(Dataset records)
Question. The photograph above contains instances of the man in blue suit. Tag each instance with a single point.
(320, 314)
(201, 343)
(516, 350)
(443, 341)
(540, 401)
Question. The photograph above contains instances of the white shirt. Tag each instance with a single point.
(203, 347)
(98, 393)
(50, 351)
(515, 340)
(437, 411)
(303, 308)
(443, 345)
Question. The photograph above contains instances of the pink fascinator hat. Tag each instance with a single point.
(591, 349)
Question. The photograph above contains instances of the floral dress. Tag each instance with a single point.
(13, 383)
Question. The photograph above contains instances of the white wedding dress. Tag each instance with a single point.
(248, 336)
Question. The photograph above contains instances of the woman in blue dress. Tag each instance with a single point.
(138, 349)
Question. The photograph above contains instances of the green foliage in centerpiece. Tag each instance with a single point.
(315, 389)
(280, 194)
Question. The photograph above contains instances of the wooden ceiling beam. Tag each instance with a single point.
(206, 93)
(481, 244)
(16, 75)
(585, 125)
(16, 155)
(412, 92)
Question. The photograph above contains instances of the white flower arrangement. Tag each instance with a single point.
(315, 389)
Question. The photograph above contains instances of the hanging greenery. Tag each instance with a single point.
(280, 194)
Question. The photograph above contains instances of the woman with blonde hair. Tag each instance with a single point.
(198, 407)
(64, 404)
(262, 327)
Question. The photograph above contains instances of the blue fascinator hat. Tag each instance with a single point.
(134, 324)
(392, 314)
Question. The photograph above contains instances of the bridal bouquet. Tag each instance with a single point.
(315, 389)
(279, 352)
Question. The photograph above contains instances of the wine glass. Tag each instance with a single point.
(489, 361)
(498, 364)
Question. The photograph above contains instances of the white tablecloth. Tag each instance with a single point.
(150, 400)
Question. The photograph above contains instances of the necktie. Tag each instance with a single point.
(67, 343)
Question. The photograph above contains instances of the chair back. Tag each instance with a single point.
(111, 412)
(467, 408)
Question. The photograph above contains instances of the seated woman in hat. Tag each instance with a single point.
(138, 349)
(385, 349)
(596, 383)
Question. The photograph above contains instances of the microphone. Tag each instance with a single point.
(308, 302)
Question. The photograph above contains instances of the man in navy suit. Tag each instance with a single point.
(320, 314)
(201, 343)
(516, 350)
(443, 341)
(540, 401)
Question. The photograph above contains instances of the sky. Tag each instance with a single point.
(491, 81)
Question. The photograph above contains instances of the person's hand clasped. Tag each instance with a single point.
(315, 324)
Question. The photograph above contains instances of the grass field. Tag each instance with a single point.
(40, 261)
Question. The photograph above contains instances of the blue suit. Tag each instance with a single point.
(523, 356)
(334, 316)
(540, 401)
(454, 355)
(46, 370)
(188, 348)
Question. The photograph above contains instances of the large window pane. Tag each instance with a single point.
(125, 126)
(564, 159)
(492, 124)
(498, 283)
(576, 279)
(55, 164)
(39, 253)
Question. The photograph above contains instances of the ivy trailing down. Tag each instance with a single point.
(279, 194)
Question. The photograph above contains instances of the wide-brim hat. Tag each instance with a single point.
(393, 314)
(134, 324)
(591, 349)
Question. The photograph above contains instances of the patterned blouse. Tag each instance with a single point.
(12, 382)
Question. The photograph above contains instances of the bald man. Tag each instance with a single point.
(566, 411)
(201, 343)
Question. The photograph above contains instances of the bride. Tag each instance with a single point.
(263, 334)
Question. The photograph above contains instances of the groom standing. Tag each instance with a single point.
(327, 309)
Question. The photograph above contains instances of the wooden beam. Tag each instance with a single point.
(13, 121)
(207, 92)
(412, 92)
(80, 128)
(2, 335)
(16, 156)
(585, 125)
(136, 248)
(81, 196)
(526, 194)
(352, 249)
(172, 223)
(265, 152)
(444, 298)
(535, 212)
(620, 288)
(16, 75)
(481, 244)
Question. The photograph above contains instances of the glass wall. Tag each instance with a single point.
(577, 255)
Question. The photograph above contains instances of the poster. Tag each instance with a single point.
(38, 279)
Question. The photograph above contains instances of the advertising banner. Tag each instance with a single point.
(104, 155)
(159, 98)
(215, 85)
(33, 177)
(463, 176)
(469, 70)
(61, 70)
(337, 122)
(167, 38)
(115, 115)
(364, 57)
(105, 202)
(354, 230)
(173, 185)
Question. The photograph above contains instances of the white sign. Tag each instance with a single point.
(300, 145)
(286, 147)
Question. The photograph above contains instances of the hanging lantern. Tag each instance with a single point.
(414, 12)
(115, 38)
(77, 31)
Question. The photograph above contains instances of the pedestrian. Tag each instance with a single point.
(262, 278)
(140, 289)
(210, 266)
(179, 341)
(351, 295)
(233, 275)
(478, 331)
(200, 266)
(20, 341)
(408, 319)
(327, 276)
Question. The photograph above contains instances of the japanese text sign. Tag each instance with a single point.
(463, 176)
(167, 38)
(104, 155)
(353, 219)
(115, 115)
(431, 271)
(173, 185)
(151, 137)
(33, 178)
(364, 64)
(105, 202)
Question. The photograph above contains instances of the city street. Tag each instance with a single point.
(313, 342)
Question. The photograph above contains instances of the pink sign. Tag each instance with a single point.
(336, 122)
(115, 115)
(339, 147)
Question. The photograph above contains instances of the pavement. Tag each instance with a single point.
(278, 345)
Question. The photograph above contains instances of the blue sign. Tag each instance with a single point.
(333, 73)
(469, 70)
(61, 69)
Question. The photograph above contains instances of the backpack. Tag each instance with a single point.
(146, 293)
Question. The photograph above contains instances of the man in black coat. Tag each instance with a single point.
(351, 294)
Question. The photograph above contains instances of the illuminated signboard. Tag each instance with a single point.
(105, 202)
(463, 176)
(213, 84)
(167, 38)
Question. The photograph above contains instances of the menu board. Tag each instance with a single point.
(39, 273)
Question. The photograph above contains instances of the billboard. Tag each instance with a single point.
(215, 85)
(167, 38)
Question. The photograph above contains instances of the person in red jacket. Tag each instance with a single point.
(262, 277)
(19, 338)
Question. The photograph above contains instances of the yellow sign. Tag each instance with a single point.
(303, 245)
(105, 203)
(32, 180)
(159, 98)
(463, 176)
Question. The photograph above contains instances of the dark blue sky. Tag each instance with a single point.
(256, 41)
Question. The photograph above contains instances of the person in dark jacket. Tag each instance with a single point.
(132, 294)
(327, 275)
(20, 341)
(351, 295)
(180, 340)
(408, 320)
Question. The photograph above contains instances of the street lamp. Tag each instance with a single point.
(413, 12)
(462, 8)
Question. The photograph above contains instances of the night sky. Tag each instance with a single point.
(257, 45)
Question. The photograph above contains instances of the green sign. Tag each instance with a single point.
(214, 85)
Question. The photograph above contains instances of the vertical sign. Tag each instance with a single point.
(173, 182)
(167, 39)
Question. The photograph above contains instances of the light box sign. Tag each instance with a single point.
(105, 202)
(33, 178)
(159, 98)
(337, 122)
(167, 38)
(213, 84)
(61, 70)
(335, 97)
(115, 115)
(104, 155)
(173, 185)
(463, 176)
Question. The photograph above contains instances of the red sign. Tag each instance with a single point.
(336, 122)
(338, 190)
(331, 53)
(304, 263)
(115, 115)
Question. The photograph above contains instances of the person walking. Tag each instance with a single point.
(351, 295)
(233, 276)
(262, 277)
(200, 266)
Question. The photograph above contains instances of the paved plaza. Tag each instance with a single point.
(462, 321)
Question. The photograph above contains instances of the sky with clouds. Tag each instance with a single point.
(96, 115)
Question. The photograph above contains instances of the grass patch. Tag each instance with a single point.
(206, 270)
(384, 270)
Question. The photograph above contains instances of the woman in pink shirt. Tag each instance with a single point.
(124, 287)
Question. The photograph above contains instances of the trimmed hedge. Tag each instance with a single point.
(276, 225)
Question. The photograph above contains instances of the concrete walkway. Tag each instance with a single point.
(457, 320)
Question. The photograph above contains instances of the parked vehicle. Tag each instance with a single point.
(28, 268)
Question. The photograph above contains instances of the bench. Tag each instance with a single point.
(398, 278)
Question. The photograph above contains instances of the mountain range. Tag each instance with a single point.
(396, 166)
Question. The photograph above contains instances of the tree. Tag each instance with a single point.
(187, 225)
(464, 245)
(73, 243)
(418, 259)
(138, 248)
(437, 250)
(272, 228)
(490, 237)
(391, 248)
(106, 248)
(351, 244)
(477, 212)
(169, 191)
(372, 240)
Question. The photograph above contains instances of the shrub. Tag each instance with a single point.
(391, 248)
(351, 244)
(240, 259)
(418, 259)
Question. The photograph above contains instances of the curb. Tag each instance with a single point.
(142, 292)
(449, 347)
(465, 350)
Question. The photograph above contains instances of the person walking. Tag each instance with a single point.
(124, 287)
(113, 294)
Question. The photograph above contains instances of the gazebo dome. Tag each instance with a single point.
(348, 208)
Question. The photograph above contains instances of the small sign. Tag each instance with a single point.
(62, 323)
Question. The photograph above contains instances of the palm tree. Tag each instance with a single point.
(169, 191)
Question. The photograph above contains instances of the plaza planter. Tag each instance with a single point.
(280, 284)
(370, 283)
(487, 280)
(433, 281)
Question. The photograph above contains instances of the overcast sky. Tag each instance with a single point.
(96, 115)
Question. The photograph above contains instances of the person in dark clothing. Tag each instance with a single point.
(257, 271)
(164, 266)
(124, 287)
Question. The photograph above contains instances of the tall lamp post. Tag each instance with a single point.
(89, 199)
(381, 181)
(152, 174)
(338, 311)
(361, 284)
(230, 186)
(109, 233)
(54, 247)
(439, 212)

What is needed: Beginning at the line that holds "Question. The photograph above contains instances of the curb.", reproduce each line of the records above down to and including the last one.

In response:
Question. The photograph above contains instances of the curb. Tag each instance with a single point.
(142, 292)
(449, 347)
(465, 350)
Question. The photograph above contains instances of the person walking. Tag each instance with a single point.
(124, 287)
(113, 294)
Question. The photograph above contains instances of the gazebo dome. Tag each instance with a single point.
(348, 208)
Question. The photograph above contains instances of the small sign. Tag each instance with a single point.
(62, 323)
Question. The photograph above contains instances of the palm tree. Tag each instance with a single point.
(169, 191)
Question. The photograph above contains instances of the plaza planter. Tag each instance with a single point.
(280, 284)
(370, 283)
(487, 280)
(433, 281)
Question. The photograph above contains instances of the overcast sky. Tag each instance with a single point.
(96, 115)
Question. The photograph above contains instances of the person in dark clothing. Tag each instance with a single point.
(257, 271)
(164, 266)
(124, 287)
Question. The photograph above contains instances of the tall lamp post. Tag each instance with a single point.
(89, 199)
(381, 181)
(152, 174)
(338, 311)
(361, 284)
(230, 186)
(109, 233)
(54, 247)
(439, 212)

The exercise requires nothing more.